DATA TO PROCESS Block Start

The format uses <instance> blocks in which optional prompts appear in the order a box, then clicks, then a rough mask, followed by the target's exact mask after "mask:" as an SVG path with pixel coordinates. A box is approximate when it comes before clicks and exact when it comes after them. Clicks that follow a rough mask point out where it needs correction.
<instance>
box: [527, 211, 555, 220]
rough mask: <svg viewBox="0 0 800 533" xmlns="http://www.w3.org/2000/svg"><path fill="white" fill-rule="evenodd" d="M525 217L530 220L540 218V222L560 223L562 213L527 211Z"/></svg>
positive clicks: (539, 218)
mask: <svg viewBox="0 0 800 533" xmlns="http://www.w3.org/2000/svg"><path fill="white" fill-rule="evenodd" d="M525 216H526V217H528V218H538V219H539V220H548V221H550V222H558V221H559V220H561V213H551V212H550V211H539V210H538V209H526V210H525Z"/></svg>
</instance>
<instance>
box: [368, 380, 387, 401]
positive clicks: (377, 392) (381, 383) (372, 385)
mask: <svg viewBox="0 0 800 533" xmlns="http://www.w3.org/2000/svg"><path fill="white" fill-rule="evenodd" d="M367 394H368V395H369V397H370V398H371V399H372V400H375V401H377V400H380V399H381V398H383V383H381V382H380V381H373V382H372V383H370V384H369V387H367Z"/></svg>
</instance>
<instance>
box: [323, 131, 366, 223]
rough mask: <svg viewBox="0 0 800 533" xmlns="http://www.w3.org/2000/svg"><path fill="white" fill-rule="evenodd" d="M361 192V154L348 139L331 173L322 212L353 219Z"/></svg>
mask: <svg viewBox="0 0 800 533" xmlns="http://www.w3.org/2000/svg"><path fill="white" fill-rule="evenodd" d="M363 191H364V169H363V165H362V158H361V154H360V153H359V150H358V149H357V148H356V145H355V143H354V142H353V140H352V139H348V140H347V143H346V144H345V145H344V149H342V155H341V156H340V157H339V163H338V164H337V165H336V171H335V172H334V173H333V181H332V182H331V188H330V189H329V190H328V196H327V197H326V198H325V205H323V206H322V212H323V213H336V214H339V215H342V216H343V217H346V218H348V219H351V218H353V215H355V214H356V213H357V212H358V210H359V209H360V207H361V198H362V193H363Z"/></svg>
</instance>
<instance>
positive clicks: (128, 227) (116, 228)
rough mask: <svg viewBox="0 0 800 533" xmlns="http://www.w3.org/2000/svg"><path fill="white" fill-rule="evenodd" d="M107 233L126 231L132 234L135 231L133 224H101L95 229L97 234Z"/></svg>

DATA TO PROCESS Block End

## EXERCISE GOAL
Only the lines from the beginning of the material through the line with "217L530 220L540 218V222L560" should appear in the answer, each copied exactly.

## OUTPUT FOR THIS EXERCISE
The format uses <instance> blocks in which optional prompts appear in the order a box, then clicks, then a rough mask, followed by the target's exact mask after "mask:" as an SVG path with pixel coordinates. A box is approximate when it comes before clicks and exact when it comes after them. Clicks that follow a rough mask point out where it needs correction.
<instance>
box: [527, 211, 555, 220]
rough mask: <svg viewBox="0 0 800 533" xmlns="http://www.w3.org/2000/svg"><path fill="white" fill-rule="evenodd" d="M525 217L530 220L540 218V222L560 223L562 213L527 211Z"/></svg>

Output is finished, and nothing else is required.